• 阅读材料
╭──
醫療的特殊性不僅僅在于輸出結果,導出結果的過程同樣重要,謝國彤曾強調平安智慧醫療的定位是做醫生助手。那么醫生憑什么信任助手?
首先雙方要有共同的語言和思維模式。而人工智能就像一個黑匣子,往往只輸出結果,無法給予解釋,基于此,模擬醫生的臨床思維就變成雙方調頻到一起的共同語言。
在上海市靜安區健康驛站,市民體驗OCT眼底疾病篩查系統
在醫療影像上,“我們不斷地跟專家溝通、討論,去拆解他怎么讀片子。”呂傳峰對這個過程稔熟于心。“醫生看片子第一步會從全局看問題,再分不同區域看,每個區域看完之后,最后再全局看一看。”模型會一遍遍模擬這個過程,并花上極大的力氣與醫生反復地溝通交流,來調優模型。
在時間的棧橋上回望過去,有太多的酸甜苦辣值得細細品味。
以呂傳峰帶頭研發的OCT眼底疾病篩查系統為例,該系統由美國光視和平安智慧醫療聯合打造。在研發過程中,呂傳峰和團隊為了提高模型精確度,通過數據增量的方法來擴充樣本量。但呂傳峰發現,當增量樣本超過一定量之后,模型精度卻陷入了停滯。
到底是哪里出了問題?算法大牛們即便磕下了好幾座世界第一的獎杯,依然無法解開這個難題。
學海無涯、知識無界,他們請教到當時合作的上海市五官科醫院眼科專家王敏主任。王敏憑借多年的臨床經驗,一眼便識別出數據增量中的樣本問題。人的眼底大概有10層結構,他指出,那些增量數據其實只復制某一層病灶的樣本,盡管量大,但特征一直固定在某一層,限定了模型對病灶的理解。
怎么理解呢?
就好像食客要吃一桌子滿漢全席,餐館只上了108道佛跳墻,盡管數量達到了,但是菜品完全不夠......
╰──
• 任务要求
1. 根据上文关于医疗人工智能的文章,回答以下问题:
(a) 谢国彤强调平安智慧医疗的定位是什么?
(b) OCT眼底疾病筛查系统由哪两方联合打造?
(c) 文中说人的眼底大概有几层结构?
2. 照原文抄写上文关于医疗人工智能的文章中“以呂傳峰帶頭研發的OCT眼底”与“但是菜品完全不夠......”之间的内容,两端的词句也要包括。
3. 接着上文关于医疗人工智能的文章的最后一句往下写。

• 数据内容
╭──
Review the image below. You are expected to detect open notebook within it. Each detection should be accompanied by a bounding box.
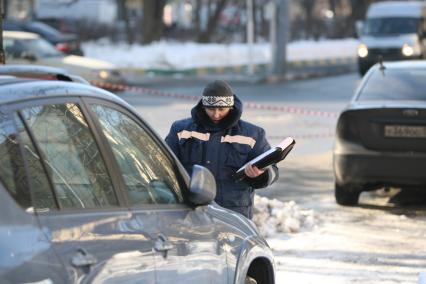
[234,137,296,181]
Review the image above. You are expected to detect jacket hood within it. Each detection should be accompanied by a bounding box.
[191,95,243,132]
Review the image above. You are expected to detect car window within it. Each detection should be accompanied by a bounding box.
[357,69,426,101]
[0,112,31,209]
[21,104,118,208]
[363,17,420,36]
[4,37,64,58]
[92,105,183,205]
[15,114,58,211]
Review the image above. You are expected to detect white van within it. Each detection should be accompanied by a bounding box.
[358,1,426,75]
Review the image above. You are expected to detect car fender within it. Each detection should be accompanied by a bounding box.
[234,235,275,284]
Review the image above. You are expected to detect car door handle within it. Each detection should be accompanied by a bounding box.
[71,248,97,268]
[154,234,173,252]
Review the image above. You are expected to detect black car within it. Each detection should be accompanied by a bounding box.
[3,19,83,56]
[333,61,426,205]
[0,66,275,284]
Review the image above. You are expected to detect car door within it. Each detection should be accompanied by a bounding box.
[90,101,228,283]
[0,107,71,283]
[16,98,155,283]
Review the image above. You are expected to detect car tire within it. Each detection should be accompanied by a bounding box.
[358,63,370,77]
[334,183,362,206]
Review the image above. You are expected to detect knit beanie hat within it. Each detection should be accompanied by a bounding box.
╰──
• 按编号作答
1.
(a) 做医生助手。
(b) 美国光视和平安智慧医疗。
(c) 大概10层。

2.
以呂傳峰帶頭研發的OCT眼底疾病篩查系統為例,該系統由美國光視和平安智慧醫療聯合打造。在研發過程中,呂傳峰和團隊為了提高模型精確度,通過數據增量的方法來擴充樣本量。但呂傳峰發現,當增量樣本超過一定量之后,模型精度卻陷入了停滯。
到底是哪里出了問題?算法大牛們即便磕下了好幾座世界第一的獎杯,依然無法解開這個難題。
學海無涯、知識無界,他們請教到當時合作的上海市五官科醫院眼科專家王敏主任。王敏憑借多年的臨床經驗,一眼便識別出數據增量中的樣本問題。人的眼底大概有10層結構,他指出,那些增量數據其實只復制某一層病灶的樣本,盡管量大,但特征一直固定在某一層,限定了模型對病灶的理解。
怎么理解呢?
就好像食客要吃一桌子滿漢全席,餐館只上了108道佛跳墻,盡管數量達到了,但是菜品完全不夠......

3.
意識到這個bug,在王敏的建議下,呂傳峰帶著團隊們把病灶分到其他結構層上,模型的精確度以肉眼可見的速度提高了。如果把這樣的難題比喻為一個個泥坑,可以說呂傳峰和團隊在不到一年的時間里翻越了一片無邊沼澤地,OCT眼底疾病篩查系統在圖像質量評價、病灶檢測、急迫性判斷3項輔助醫療任務中,樣本準確率分別可達99.2%、98.6%、96.7%。
醫學的藝術
醫學知識就好像一座冰山,一面高聳耀眼,另一面則深埋海里,只有潛水下去才能窺其一二,而越往深處潛去,越發讓人感嘆冰面下那令人敬畏的塑造力。
呂傳峰感慨,“醫生診斷是一種藝術”。醫學有時候并不是固定的,比如疾病影像征象(征象,是指通過檢查來反映出疾病的特征與表現)上,有的醫生認為這個征象很重要,有的又認為不重要。在與上海市五官科醫院、北京友誼醫院的合作過程中,針對眼底并視網膜區域病兩位來自不同醫院的眼科主任專家就認為重要征象的數量是不一樣的。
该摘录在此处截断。